*Page text:*
_ _ _ _ _ _ _

I didn't think it was bad at all. Just didn't get the "technical superiority" over the NES that a number of folks claim.

 

I haven't noticed a lot of flicker in anything

 

I have but that's because it bugs me. You are correct though in that the 16-bit translations (ie. Ghouls and Ghosts, Moonwalker etc) had it more.

 

Like you, I felt that Rampage was awesome on the SMS. At the same time, I didn't feel that Rampage was done well on the NES or 7800 and think it could have been done significantly better on both. Especially when I played the Tandy Co Co version.

 

In the case of Double Dragon, I actually don't consider it to be one of the SMS's showcases. I find the control sluggish, the people small, the colors badly chosen etc. It was closer to the arcade than the NES version, but I actually found the NES version to be more polished as a game. I expected more from the SMS version (ala Rampage) than was received.

_ _ _ _ _ _ _

[Rows from an object-pointing dataset]
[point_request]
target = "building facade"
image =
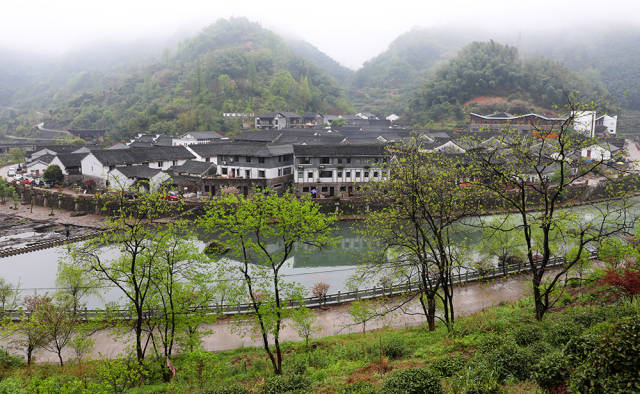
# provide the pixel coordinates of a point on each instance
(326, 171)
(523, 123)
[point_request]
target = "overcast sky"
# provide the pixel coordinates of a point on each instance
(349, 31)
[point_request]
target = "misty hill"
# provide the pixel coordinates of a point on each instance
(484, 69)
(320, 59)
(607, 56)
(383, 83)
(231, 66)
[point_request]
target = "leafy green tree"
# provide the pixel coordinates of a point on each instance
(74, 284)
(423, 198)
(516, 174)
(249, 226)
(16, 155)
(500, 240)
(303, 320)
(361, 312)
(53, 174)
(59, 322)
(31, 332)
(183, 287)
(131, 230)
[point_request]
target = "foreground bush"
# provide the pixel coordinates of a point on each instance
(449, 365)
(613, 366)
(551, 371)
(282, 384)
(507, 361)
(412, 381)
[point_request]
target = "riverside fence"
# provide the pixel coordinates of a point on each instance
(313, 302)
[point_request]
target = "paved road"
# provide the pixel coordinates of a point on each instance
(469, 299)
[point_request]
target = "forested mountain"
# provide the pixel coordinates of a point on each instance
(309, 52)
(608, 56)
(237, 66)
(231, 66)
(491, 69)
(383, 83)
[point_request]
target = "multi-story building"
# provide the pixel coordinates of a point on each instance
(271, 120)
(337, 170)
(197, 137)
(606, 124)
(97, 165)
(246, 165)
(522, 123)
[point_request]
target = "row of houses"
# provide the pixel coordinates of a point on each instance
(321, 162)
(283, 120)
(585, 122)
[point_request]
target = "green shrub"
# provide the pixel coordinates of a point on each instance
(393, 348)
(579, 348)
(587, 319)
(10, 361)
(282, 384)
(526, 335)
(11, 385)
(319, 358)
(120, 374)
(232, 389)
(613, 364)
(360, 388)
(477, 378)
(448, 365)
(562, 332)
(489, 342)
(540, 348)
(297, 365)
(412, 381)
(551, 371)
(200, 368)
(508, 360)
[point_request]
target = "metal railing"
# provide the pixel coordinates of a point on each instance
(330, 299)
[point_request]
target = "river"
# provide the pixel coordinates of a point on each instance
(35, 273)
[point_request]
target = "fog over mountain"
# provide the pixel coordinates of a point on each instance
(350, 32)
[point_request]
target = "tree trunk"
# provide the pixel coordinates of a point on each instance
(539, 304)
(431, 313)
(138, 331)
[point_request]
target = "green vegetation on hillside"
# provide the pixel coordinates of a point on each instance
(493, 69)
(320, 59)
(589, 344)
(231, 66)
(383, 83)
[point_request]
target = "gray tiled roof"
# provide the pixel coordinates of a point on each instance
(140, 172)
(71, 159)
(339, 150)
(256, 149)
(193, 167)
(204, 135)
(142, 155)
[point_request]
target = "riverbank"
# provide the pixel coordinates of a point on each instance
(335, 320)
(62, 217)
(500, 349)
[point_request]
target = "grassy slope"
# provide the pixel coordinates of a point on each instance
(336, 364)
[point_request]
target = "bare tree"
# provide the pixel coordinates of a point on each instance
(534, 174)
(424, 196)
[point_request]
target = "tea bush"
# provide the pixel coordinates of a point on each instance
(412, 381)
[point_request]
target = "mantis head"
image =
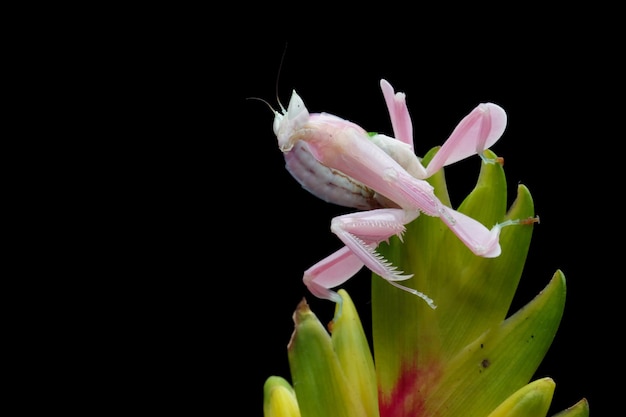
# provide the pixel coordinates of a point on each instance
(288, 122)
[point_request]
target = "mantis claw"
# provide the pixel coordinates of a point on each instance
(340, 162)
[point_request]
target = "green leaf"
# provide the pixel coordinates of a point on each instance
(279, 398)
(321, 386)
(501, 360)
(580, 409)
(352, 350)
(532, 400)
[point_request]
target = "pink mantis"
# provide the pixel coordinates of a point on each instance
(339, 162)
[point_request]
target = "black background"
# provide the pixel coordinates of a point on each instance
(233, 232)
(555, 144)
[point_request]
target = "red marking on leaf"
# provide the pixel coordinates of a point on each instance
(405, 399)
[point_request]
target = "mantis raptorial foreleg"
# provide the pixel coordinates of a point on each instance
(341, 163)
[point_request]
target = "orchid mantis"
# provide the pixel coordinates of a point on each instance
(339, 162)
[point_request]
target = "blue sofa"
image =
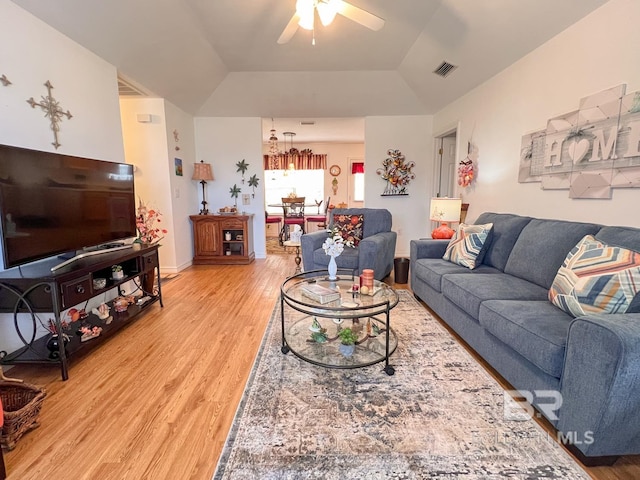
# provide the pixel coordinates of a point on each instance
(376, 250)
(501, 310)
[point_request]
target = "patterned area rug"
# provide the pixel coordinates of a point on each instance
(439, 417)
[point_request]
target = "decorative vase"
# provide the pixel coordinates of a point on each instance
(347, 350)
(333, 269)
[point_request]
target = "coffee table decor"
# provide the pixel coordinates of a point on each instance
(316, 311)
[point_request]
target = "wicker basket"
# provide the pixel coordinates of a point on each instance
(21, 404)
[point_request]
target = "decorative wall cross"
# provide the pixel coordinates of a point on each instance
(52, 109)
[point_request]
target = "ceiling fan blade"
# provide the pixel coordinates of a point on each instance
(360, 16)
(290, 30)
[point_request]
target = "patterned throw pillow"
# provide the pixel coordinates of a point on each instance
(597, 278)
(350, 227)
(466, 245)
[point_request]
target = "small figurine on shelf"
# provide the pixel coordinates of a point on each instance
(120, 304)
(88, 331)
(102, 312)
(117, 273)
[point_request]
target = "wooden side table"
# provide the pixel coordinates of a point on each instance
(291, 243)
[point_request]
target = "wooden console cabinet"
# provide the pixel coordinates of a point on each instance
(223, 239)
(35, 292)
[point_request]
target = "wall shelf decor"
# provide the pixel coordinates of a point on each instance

_ _ _ _ _ _ _

*Written instruction 1:* Swap "sluggish" for "unresponsive" and write out the post comparing SMS and NES games between "I have but that's" and "than was received.", inclusive.
*Written instruction 2:* Pull out each line of the listing that contains the word "green".

*Worked solution 1:*
I have but that's because it bugs me. You are correct though in that the 16-bit translations (ie. Ghouls and Ghosts, Moonwalker etc) had it more.

 

Like you, I felt that Rampage was awesome on the SMS. At the same time, I didn't feel that Rampage was done well on the NES or 7800 and think it could have been done significantly better on both. Especially when I played the Tandy Co Co version.

 

In the case of Double Dragon, I actually don't consider it to be one of the SMS's showcases. I find the control unresponsive, the people small, the colors badly chosen etc. It was closer to the arcade than the NES version, but I actually found the NES version to be more polished as a game. I expected more from the SMS version (ala Rampage) than was received.

*Worked solution 2:*
target = "leafy green tree"
target = "green shrub"
target = "green vegetation on hillside"
target = "green leaf"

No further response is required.